• [Study material]
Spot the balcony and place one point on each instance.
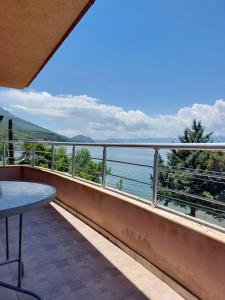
(95, 242)
(66, 259)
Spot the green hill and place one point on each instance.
(24, 130)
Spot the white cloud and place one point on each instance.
(72, 115)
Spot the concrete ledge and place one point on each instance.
(153, 269)
(183, 252)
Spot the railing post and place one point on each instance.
(103, 166)
(73, 161)
(3, 156)
(33, 155)
(53, 157)
(155, 178)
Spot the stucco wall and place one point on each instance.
(190, 253)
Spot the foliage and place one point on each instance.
(119, 184)
(85, 167)
(188, 172)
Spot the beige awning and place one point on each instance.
(30, 33)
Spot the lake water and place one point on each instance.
(140, 189)
(140, 186)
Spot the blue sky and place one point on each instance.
(150, 56)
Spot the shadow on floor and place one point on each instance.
(60, 263)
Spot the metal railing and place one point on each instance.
(156, 195)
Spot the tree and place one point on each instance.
(86, 168)
(186, 174)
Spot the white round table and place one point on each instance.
(17, 197)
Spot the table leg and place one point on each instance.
(10, 286)
(20, 251)
(6, 238)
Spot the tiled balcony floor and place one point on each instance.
(65, 259)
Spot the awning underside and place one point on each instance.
(30, 33)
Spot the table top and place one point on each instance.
(17, 197)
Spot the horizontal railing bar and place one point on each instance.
(215, 211)
(129, 163)
(127, 178)
(215, 202)
(199, 172)
(199, 175)
(93, 157)
(159, 146)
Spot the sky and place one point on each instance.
(133, 69)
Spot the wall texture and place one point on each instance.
(190, 253)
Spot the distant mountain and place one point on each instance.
(81, 139)
(216, 139)
(139, 140)
(24, 130)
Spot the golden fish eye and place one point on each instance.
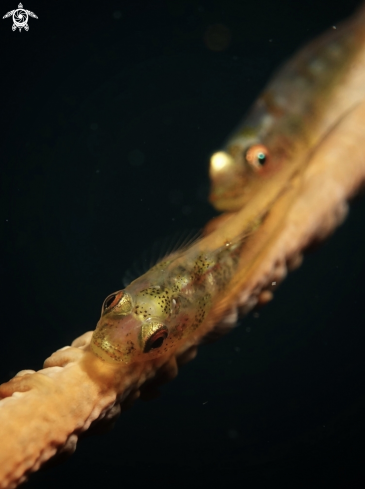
(120, 302)
(257, 156)
(153, 334)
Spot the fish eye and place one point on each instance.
(156, 335)
(156, 340)
(257, 156)
(119, 301)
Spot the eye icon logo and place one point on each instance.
(20, 18)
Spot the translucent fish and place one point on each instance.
(299, 106)
(256, 178)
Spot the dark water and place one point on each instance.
(109, 114)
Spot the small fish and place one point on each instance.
(293, 114)
(179, 299)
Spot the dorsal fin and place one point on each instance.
(159, 251)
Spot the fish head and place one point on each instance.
(254, 154)
(134, 325)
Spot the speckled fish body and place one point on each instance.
(293, 114)
(257, 176)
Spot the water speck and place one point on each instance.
(176, 196)
(233, 434)
(186, 210)
(136, 157)
(167, 120)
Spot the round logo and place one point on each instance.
(20, 17)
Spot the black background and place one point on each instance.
(109, 112)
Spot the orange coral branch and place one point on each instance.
(43, 413)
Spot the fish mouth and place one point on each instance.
(105, 350)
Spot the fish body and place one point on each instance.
(180, 298)
(293, 114)
(164, 306)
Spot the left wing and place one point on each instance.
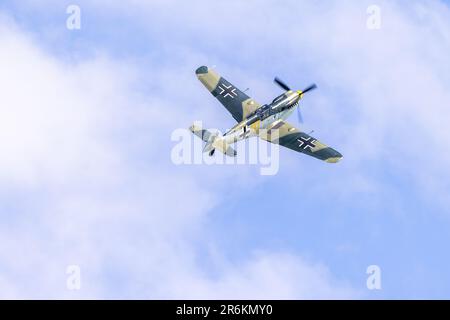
(237, 102)
(290, 137)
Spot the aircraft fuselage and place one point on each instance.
(264, 117)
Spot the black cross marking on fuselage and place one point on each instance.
(227, 91)
(307, 142)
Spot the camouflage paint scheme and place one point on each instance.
(252, 117)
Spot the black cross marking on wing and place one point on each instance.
(227, 91)
(306, 142)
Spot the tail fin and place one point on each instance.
(214, 140)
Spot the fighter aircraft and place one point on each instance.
(252, 117)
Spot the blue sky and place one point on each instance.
(87, 178)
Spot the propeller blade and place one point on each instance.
(281, 84)
(311, 87)
(299, 115)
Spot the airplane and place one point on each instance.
(251, 117)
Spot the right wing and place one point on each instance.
(234, 100)
(290, 137)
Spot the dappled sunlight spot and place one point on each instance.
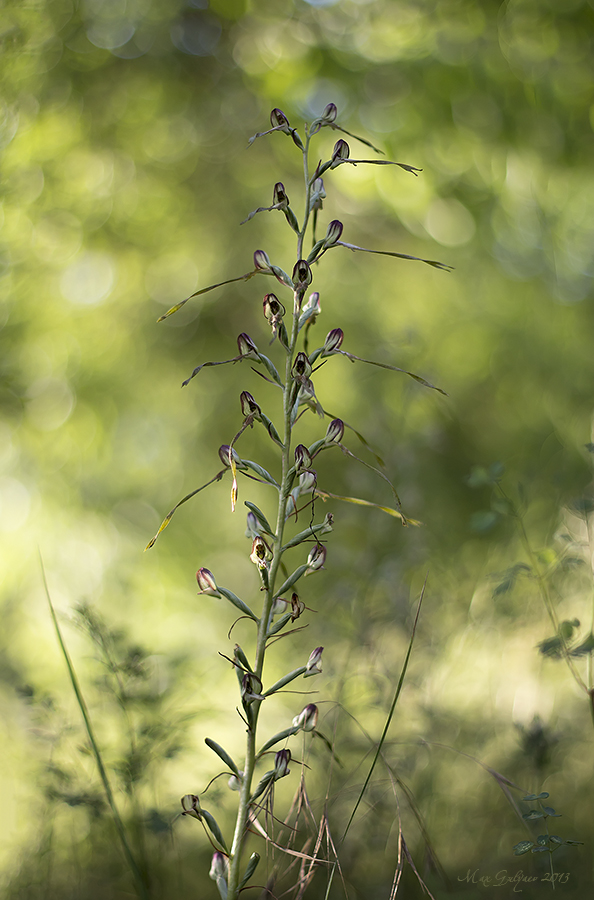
(169, 140)
(450, 223)
(196, 35)
(86, 172)
(50, 402)
(402, 193)
(260, 51)
(8, 449)
(170, 278)
(15, 504)
(397, 33)
(530, 699)
(57, 237)
(89, 280)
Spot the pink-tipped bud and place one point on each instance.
(314, 663)
(301, 367)
(262, 262)
(281, 764)
(249, 407)
(279, 196)
(235, 782)
(253, 528)
(218, 866)
(330, 113)
(316, 559)
(297, 606)
(279, 606)
(246, 346)
(261, 552)
(307, 482)
(206, 583)
(333, 233)
(340, 152)
(279, 120)
(224, 455)
(333, 340)
(191, 806)
(301, 274)
(334, 432)
(251, 688)
(302, 457)
(307, 718)
(318, 194)
(273, 308)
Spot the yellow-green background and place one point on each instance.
(125, 174)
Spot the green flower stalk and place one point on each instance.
(296, 488)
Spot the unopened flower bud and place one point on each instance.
(235, 783)
(261, 552)
(253, 529)
(273, 308)
(218, 866)
(281, 764)
(333, 233)
(224, 455)
(318, 194)
(316, 559)
(313, 304)
(307, 481)
(279, 120)
(341, 151)
(251, 688)
(191, 806)
(333, 340)
(262, 262)
(297, 606)
(249, 407)
(301, 273)
(206, 583)
(279, 606)
(279, 196)
(330, 113)
(302, 457)
(301, 367)
(314, 663)
(307, 718)
(246, 346)
(335, 431)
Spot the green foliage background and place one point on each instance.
(125, 175)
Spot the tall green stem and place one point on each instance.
(285, 488)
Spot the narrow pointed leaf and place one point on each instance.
(430, 262)
(204, 365)
(304, 536)
(214, 829)
(243, 607)
(260, 471)
(260, 517)
(523, 847)
(278, 626)
(250, 869)
(372, 362)
(222, 753)
(281, 736)
(361, 140)
(189, 496)
(387, 509)
(211, 287)
(291, 580)
(286, 679)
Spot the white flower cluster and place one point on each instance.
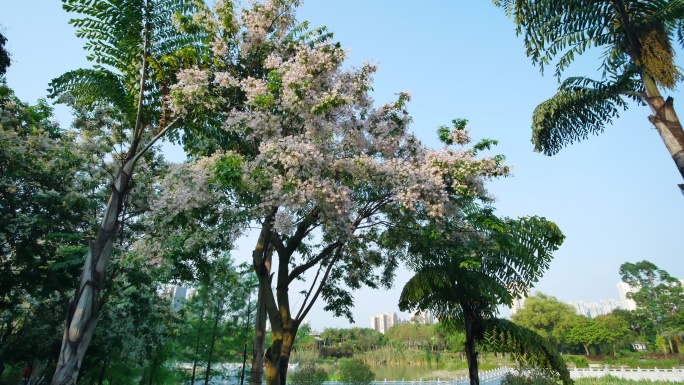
(317, 142)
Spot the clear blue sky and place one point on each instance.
(614, 195)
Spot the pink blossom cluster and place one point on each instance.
(315, 140)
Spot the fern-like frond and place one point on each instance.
(581, 107)
(92, 88)
(526, 346)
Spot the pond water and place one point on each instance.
(412, 372)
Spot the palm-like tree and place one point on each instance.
(465, 269)
(135, 48)
(638, 60)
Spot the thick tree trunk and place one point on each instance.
(272, 364)
(100, 380)
(261, 260)
(471, 353)
(83, 310)
(669, 127)
(256, 373)
(285, 350)
(211, 346)
(196, 355)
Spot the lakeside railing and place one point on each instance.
(488, 377)
(662, 374)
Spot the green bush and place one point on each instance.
(528, 379)
(309, 375)
(355, 372)
(579, 362)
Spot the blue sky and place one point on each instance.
(614, 195)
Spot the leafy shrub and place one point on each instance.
(532, 378)
(341, 351)
(309, 375)
(579, 362)
(355, 372)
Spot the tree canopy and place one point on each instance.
(636, 38)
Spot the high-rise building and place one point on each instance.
(382, 322)
(177, 295)
(518, 304)
(580, 307)
(423, 317)
(623, 289)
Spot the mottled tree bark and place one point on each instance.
(471, 353)
(666, 122)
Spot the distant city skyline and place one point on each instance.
(608, 215)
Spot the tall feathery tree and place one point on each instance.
(637, 38)
(137, 50)
(471, 262)
(5, 60)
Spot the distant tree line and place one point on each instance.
(657, 323)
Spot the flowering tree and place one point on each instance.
(136, 51)
(310, 159)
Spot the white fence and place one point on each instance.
(671, 375)
(489, 377)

• [Instructions to follow]
Would you set down the records exactly, with no pictures included?

• [Written solution]
Spot the balcony and place one point on each instance.
(95, 242)
(66, 259)
Spot the green hill and place one point on each instance.
(24, 130)
Spot the white cloud and place one point on each instance.
(72, 115)
Spot the concrete ledge and place one point on each instance.
(153, 269)
(183, 252)
Spot the railing post and place one point on each instance.
(103, 166)
(73, 161)
(3, 156)
(33, 155)
(53, 157)
(155, 178)
Spot the stucco wall and place one point on each instance.
(190, 253)
Spot the foliage and place one point on each instance.
(119, 184)
(85, 167)
(188, 172)
Spot the beige awning and place one point on each instance.
(30, 33)
Spot the lake water and place one point on each instance.
(140, 189)
(140, 186)
Spot the blue sky and place one point on each instance.
(150, 56)
Spot the shadow on floor and place one point on each instance.
(60, 263)
Spot the metal railing and place one point on each instance.
(156, 195)
Spot the tree and place one point on each instance.
(86, 168)
(186, 174)
Spot the white round table and place one point on each instance.
(17, 197)
Spot the table leg and place one point on each instance.
(10, 286)
(20, 251)
(6, 238)
Spot the tiled balcony floor and place one point on each instance.
(65, 259)
Spot the awning underside and place one point on each instance.
(30, 33)
Spot the table top and place one point on each instance.
(17, 197)
Spot the horizontal railing bar and place one point on each instance.
(215, 211)
(129, 163)
(127, 178)
(215, 202)
(199, 172)
(199, 175)
(93, 157)
(159, 146)
Spot the sky and place one point on each instance.
(133, 69)
Spot the wall texture and place one point on each instance.
(190, 253)
Spot the distant mountain and place one point on each instance.
(81, 139)
(216, 139)
(139, 140)
(24, 130)
Spot the golden fish eye and place one point on each instance.
(120, 302)
(257, 156)
(153, 334)
Spot the fish eye and place one point on each instance.
(156, 335)
(156, 340)
(257, 156)
(119, 301)
Spot the eye icon logo and place one point on each instance.
(20, 18)
Spot the translucent fish and place one point on each instance.
(299, 106)
(256, 178)
Spot the dark water and place one point on each instance.
(109, 114)
Spot the small fish and place one point on each instance.
(293, 114)
(179, 299)
Spot the dorsal fin and place one point on each instance.
(159, 251)
Spot the fish head and place one point on each instance.
(254, 154)
(134, 325)
Spot the speckled fish body and place one point on each instance.
(293, 114)
(257, 176)
Spot the water speck and place one point on each instance.
(176, 196)
(233, 434)
(186, 210)
(136, 157)
(167, 120)
Spot the round logo and place one point on each instance.
(20, 17)
Spot the black background and place one point on each instance.
(109, 112)
Spot the orange coral branch and place one point on each instance.
(43, 413)
Spot the fish mouth and place one point on each instance.
(105, 350)
Spot the fish body and place one point on each instance.
(180, 298)
(293, 114)
(164, 306)
Spot the left wing and place one point on each instance.
(237, 102)
(290, 137)
Spot the aircraft fuselage and place one point on each instance.
(264, 117)
Spot the black cross marking on fuselage and place one point on each instance.
(227, 91)
(307, 142)
Spot the camouflage paint scheme and place one point on each instance.
(252, 117)
Spot the black cross marking on wing and place one point on each instance.
(227, 91)
(306, 142)
Spot the tail fin and place one point on each instance.
(214, 140)
Spot the fighter aircraft and place one point on each instance.
(252, 117)
Spot the blue sky and place one point on each instance.
(87, 178)
Spot the propeller blade and place one point on each instance.
(281, 84)
(311, 87)
(299, 115)
Spot the airplane and place one point on each instance.
(251, 117)
Spot the right wing and place one point on each instance.
(234, 100)
(290, 137)
Spot the dappled sunlight spot and place one point on each instance.
(169, 140)
(450, 223)
(196, 35)
(86, 172)
(50, 402)
(402, 193)
(260, 51)
(8, 449)
(170, 278)
(15, 504)
(397, 33)
(530, 699)
(57, 237)
(89, 280)
Spot the pink-tipped bud and place one point on each instance.
(314, 663)
(301, 367)
(262, 262)
(281, 764)
(249, 407)
(279, 196)
(235, 782)
(253, 528)
(218, 866)
(330, 113)
(316, 559)
(297, 606)
(279, 606)
(246, 346)
(261, 552)
(307, 482)
(206, 583)
(333, 233)
(340, 152)
(279, 120)
(224, 455)
(333, 340)
(191, 806)
(301, 274)
(334, 432)
(251, 688)
(302, 457)
(307, 718)
(318, 194)
(273, 308)
Spot the yellow-green background and place one point on each instance.
(125, 174)
Spot the green flower stalk and place one point on each instance.
(296, 488)
Spot the unopened flower bud and place one point on each instance.
(235, 783)
(261, 552)
(253, 529)
(273, 308)
(218, 866)
(281, 764)
(333, 233)
(224, 455)
(318, 194)
(316, 559)
(313, 304)
(307, 481)
(279, 120)
(341, 151)
(251, 688)
(191, 806)
(333, 340)
(262, 262)
(297, 606)
(249, 407)
(301, 273)
(206, 583)
(279, 606)
(279, 196)
(330, 113)
(302, 457)
(301, 367)
(314, 663)
(307, 718)
(246, 346)
(335, 431)
Spot the green foliage background and place one point on each instance.
(125, 175)
Spot the tall green stem and place one point on each instance.
(285, 488)
Spot the narrow pointed leaf and place one point on each instance.
(430, 262)
(204, 365)
(304, 536)
(214, 829)
(243, 607)
(260, 471)
(260, 517)
(523, 847)
(278, 626)
(250, 869)
(372, 362)
(222, 753)
(281, 736)
(361, 140)
(189, 496)
(387, 509)
(211, 287)
(291, 580)
(286, 679)
Spot the white flower cluster and place one point on each instance.
(317, 142)
Spot the clear blue sky and place one point on each instance.
(614, 195)
Spot the pink blossom cluster and place one point on each instance.
(315, 140)
Spot the fern-like frond and place one point on each instance.
(581, 107)
(92, 88)
(526, 346)
Spot the pond water and place one point on each instance.
(412, 372)
Spot the palm-like tree and place one point on each instance.
(465, 269)
(135, 48)
(638, 60)
Spot the thick tree trunk and place one point on each instance.
(272, 364)
(100, 380)
(261, 260)
(471, 353)
(83, 310)
(669, 127)
(256, 373)
(285, 350)
(211, 346)
(196, 355)
Spot the lakeside railing and place one point on each instance.
(488, 377)
(662, 374)
Spot the green bush and place one point on each instance.
(528, 379)
(309, 375)
(355, 372)
(579, 362)
Spot the blue sky and place one point on each instance.
(614, 195)
Spot the leafy shrub and place one point on each instance.
(532, 378)
(341, 351)
(309, 375)
(579, 362)
(355, 372)
Spot the tree canopy and place one point on each instance.
(636, 38)
Spot the high-rise building and place one point on each instance.
(382, 322)
(177, 295)
(518, 304)
(580, 307)
(423, 317)
(623, 289)
Spot the mottled tree bark and place one point on each instance.
(471, 353)
(666, 122)
Spot the distant city skyline and place one point on each instance.
(608, 215)
Spot the tall feathery tree and place one point on each instance.
(637, 38)
(137, 50)
(471, 262)
(5, 60)
Spot the distant tree line and place one point on each instance.
(657, 323)
Spot the flowering tree and place one point on each instance.
(136, 51)
(310, 159)
Spot the white fence and place one point on each instance.
(671, 375)
(489, 377)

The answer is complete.